### WRITTEN PROBLEM 1
List every sentence in the forum thread below that ends with a question mark.

### ARTICLE

Your checking is all justified and the red flags are behavioural traits he's expressing to keep the lie going. What worked for me to change? Taking responsibility for my own actions and to admit that it is only a game & I was spending wasted energy & time to keep it on the treadmill. What can you do? Know that you are his security, & what happens when his security is taken away? He feels insecure. I'm not suggesting a separation or a divorce but if he thinks the cat and mouse game is worth it, then it requires you to gain some power back. What you can do is to change your focus in how you deal with it. Remember now, the tide has turned & he NO LONGER has the power to control how the course of the relationship goes with his co-workers or with you, cos YOU HAVE THE POWER NOW! What is that power? You are now armed with KNOWLEDGE about him and his little secretive BS club he belongs to. If he is being an immature little F***HEAD like I was, then make him choose what he wants & out right (be assertive is the key to break the cycle), that if he wants to grow up being a family I.e., have you, him & your kids under on roof & continuing the life journey together, then tell him "TO FIX IT" (get angry, get REAL ANGRY!!!). Remember who has the POWER to control the course of your own happiness? That's right, YOU DO! He doesn't.


----------



## GROUNDPOUNDER (Mar 8, 2013)

OSW, trust your gut feeling, always. If you feel that your husband is up to something, he probably is. Keep reading threads here to get a better idea on what you can do to figure out what he's up to. 

Don't let him know that you post on this site if you can help it. You don't want him knowing what your game plan is.

Stay strong.


----------



## LRgirl (Apr 9, 2013)

### WRITTEN PROBLEM 2
Lay out everything in the rows from the line containing "# test: pointer marks one dot per instance of the rose" down to the end of the rows as a Markdown table with the columns Num and Line. Give each line a row number, skip blank lines, and leave the pictures out.

### MATERIAL TO PROCESS
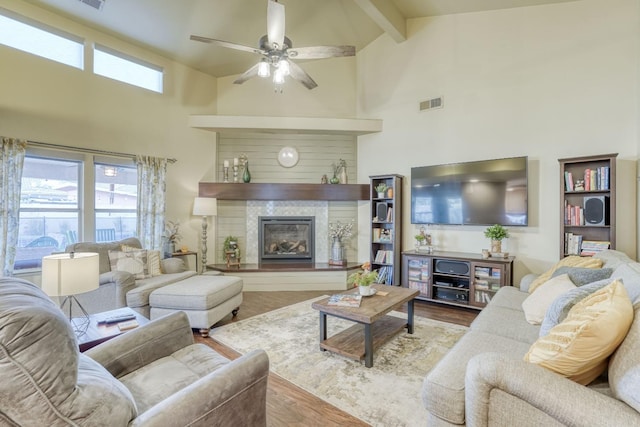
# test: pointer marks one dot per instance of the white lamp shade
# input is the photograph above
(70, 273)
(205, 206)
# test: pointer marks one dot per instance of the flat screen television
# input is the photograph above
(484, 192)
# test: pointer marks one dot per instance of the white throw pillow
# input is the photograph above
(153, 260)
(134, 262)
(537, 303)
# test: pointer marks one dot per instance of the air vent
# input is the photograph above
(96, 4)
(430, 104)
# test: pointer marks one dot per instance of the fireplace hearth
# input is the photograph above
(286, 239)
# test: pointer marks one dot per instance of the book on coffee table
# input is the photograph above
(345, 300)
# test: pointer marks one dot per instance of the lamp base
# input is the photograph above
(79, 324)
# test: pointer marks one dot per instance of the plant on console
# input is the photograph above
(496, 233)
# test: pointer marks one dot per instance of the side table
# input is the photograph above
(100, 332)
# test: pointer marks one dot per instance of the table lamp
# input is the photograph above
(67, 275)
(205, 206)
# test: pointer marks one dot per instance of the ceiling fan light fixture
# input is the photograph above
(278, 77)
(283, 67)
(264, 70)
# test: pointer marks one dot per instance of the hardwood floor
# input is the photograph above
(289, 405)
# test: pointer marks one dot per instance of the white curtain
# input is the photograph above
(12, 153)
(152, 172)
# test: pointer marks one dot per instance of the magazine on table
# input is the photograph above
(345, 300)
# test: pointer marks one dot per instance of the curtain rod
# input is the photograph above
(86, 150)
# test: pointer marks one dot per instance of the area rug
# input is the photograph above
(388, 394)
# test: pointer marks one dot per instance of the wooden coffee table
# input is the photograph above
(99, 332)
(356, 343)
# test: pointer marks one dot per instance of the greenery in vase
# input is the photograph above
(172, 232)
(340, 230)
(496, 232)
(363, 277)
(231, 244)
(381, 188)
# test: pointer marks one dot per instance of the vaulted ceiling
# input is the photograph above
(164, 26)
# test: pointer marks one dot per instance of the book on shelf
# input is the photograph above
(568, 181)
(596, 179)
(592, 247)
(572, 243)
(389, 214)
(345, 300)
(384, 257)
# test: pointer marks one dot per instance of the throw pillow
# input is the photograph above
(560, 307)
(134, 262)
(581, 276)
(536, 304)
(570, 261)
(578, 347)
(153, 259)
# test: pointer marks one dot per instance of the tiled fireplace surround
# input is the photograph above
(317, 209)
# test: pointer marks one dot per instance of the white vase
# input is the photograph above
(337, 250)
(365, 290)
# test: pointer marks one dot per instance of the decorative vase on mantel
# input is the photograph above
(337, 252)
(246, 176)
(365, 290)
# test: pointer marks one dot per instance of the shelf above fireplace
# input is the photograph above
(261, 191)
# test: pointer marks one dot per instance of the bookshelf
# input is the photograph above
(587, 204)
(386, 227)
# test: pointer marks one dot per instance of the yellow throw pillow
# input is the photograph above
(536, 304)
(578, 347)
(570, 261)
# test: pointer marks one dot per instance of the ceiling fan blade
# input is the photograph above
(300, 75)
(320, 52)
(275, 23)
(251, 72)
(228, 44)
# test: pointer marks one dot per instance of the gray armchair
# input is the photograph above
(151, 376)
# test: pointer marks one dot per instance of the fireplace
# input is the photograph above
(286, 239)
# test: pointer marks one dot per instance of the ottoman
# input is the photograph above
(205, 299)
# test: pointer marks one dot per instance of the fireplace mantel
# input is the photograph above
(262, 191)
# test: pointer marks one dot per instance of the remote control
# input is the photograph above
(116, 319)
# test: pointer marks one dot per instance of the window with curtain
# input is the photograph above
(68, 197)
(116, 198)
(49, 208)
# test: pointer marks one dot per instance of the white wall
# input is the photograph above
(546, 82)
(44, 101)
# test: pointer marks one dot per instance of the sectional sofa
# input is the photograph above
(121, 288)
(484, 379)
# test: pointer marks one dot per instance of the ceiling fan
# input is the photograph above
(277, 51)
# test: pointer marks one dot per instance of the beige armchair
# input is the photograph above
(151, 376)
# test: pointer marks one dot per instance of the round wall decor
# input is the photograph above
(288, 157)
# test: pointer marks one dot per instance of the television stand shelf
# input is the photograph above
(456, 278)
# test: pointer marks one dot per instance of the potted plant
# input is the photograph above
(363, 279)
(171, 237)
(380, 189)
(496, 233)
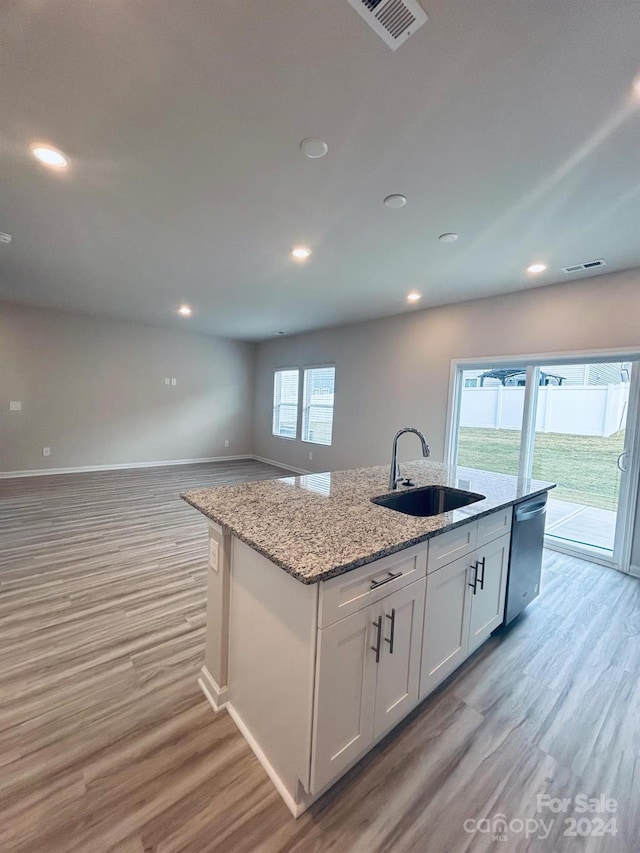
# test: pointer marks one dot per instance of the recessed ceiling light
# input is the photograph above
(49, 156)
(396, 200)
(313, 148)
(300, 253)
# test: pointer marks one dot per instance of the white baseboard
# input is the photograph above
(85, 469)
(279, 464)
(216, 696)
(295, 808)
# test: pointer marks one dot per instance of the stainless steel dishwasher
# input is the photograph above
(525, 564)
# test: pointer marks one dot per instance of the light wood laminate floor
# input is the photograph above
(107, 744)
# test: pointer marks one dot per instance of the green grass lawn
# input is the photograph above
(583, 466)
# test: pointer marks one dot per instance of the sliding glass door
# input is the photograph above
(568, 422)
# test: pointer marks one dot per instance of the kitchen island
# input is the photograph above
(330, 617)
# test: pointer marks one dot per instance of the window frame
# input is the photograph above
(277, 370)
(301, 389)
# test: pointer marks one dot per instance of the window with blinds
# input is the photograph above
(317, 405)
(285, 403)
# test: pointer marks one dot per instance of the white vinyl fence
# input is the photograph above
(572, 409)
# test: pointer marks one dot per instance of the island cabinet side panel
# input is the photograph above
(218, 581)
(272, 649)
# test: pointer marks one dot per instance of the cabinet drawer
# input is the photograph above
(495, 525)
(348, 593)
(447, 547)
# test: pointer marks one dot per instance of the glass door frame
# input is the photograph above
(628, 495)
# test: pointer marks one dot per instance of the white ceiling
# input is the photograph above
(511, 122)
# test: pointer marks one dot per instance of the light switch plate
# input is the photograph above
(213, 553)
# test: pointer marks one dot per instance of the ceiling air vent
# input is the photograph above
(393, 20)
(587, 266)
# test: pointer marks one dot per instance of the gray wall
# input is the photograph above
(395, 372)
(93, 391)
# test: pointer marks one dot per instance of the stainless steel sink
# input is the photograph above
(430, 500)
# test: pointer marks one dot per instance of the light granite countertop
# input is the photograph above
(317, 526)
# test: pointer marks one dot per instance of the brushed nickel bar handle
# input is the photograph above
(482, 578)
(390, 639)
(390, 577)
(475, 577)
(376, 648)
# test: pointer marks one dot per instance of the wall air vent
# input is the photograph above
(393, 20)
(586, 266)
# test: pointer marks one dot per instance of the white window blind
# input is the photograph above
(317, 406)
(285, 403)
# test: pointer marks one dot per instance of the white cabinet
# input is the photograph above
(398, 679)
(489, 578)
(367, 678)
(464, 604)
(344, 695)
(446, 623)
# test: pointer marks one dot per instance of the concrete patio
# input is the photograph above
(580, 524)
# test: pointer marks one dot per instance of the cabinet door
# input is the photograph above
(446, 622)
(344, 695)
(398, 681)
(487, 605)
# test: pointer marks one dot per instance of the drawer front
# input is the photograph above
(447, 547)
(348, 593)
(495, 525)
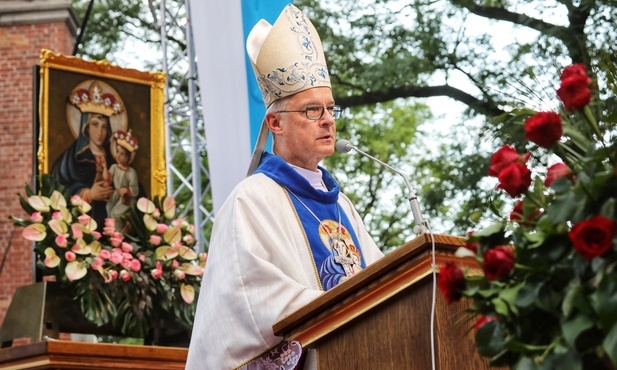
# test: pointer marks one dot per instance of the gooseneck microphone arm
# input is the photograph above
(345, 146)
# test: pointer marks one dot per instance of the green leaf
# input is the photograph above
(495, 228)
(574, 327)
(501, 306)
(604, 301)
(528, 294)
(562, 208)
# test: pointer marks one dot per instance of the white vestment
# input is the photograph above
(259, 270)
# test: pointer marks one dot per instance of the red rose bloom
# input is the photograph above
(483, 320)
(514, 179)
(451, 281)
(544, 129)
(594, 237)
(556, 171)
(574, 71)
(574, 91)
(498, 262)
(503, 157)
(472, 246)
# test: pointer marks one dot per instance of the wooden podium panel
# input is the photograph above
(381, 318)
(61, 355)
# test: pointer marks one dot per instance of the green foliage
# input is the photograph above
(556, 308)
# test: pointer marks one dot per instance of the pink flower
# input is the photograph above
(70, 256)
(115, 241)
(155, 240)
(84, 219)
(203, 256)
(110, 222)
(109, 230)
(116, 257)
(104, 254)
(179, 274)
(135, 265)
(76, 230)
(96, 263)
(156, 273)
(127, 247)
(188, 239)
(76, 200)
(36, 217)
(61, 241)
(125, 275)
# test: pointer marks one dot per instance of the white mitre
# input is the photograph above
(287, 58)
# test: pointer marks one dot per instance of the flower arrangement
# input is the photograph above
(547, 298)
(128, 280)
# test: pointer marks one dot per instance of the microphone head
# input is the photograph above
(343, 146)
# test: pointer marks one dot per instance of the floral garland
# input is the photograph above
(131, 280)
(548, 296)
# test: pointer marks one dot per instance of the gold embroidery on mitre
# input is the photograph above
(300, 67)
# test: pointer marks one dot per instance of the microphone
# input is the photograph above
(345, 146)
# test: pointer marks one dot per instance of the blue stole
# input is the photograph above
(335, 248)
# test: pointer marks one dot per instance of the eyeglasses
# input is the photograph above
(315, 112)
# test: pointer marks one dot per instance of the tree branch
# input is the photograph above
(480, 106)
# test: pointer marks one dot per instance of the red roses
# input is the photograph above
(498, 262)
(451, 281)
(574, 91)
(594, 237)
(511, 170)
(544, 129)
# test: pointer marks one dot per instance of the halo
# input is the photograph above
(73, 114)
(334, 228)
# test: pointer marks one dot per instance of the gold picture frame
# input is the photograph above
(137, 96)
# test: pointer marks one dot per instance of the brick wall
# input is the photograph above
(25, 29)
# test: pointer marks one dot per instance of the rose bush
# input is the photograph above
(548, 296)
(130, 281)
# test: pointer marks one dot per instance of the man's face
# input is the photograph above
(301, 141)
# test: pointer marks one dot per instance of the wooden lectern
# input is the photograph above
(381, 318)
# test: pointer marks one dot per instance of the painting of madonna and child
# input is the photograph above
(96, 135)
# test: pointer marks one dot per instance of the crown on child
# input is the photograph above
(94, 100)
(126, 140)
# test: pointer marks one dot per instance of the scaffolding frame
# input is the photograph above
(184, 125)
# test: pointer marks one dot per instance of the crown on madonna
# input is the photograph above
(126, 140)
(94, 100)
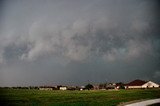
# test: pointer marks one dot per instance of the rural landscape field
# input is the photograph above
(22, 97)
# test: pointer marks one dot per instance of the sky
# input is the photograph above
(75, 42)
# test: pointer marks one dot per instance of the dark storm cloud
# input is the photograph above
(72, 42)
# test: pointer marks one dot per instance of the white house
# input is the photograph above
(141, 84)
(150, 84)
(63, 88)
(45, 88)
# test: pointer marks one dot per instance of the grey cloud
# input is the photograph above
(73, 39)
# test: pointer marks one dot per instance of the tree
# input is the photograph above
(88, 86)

### WRITTEN ANSWER 1
- What worked for me to change?
- What can you do?
- Know that you are his security, & what happens when his security is taken away?
- What is that power?
- Remember who has the POWER to control the course of your own happiness?

### WRITTEN ANSWER 2
| Num | Line |
|---|---|
| 1 | # test: pointer marks one dot per instance of the rose bush |
| 2 | # input is the photograph above |
| 3 | (548, 296) |
| 4 | (130, 281) |
| 5 | # test: pointer marks one dot per instance of the man's face |
| 6 | # input is the photograph above |
| 7 | (301, 141) |
| 8 | # test: pointer marks one dot per instance of the wooden lectern |
| 9 | # input is the photograph above |
| 10 | (381, 318) |
| 11 | # test: pointer marks one dot per instance of the painting of madonna and child |
| 12 | # input is the photograph above |
| 13 | (96, 135) |
| 14 | # test: pointer marks one dot per instance of the crown on child |
| 15 | # input is the photograph above |
| 16 | (94, 100) |
| 17 | (126, 140) |
| 18 | # test: pointer marks one dot per instance of the scaffolding frame |
| 19 | # input is the photograph above |
| 20 | (184, 125) |
| 21 | # test: pointer marks one dot per instance of the crown on madonna |
| 22 | # input is the photograph above |
| 23 | (126, 140) |
| 24 | (94, 100) |
| 25 | # test: pointer marks one dot per instance of the rural landscape field |
| 26 | # input is the photograph above |
| 27 | (22, 97) |
| 28 | # test: pointer marks one dot per instance of the sky |
| 29 | # input is the photograph above |
| 30 | (75, 42) |
| 31 | # test: pointer marks one dot per instance of the dark storm cloud |
| 32 | # input is the photograph above |
| 33 | (72, 42) |
| 34 | # test: pointer marks one dot per instance of the white house |
| 35 | # input is the photograph above |
| 36 | (141, 84) |
| 37 | (150, 84) |
| 38 | (63, 88) |
| 39 | (45, 88) |
| 40 | # test: pointer marks one dot per instance of the grey cloud |
| 41 | # input is the photograph above |
| 42 | (73, 39) |
| 43 | # test: pointer marks one dot per instance of the tree |
| 44 | # input is the photograph above |
| 45 | (88, 86) |